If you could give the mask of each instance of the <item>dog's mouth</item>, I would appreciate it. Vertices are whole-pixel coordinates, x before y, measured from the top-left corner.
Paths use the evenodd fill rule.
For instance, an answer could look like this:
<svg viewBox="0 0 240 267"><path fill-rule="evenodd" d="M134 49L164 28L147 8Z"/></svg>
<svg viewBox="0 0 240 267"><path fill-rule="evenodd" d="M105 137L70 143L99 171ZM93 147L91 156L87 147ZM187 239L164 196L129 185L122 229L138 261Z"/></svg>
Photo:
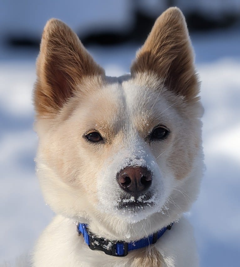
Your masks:
<svg viewBox="0 0 240 267"><path fill-rule="evenodd" d="M121 197L116 207L118 210L125 209L129 211L143 210L147 207L152 207L154 203L151 194L145 193L139 196L128 196Z"/></svg>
☆ ☆ ☆
● TASK STATEMENT
Format the listing as a two-column CSV with the header input,output. Give one row per listing, with its text in input and its answer in output, each as a single quoted field with line breaks replaced by spaces, and leave out the pictures.

● FINISHED ANSWER
input,output
"If you could give the mask of each instance of the <item>dog's mouth</item>, I would appreciate it. Vertices are whole-pixel coordinates, x before y, measured from the top-left corner. Paths use the evenodd fill rule. For instance, an answer could look like this: <svg viewBox=""0 0 240 267""><path fill-rule=""evenodd"" d=""M134 49L164 28L147 8Z""/></svg> <svg viewBox=""0 0 240 267""><path fill-rule=""evenodd"" d=""M105 137L70 143L99 171ZM93 147L91 156L87 147ZM187 239L164 196L129 185L122 229L138 261Z""/></svg> Photo: Your masks:","<svg viewBox=""0 0 240 267""><path fill-rule=""evenodd"" d=""M121 197L116 207L118 210L125 209L129 211L143 210L147 207L152 207L154 203L151 194L145 193L139 196L128 196Z""/></svg>"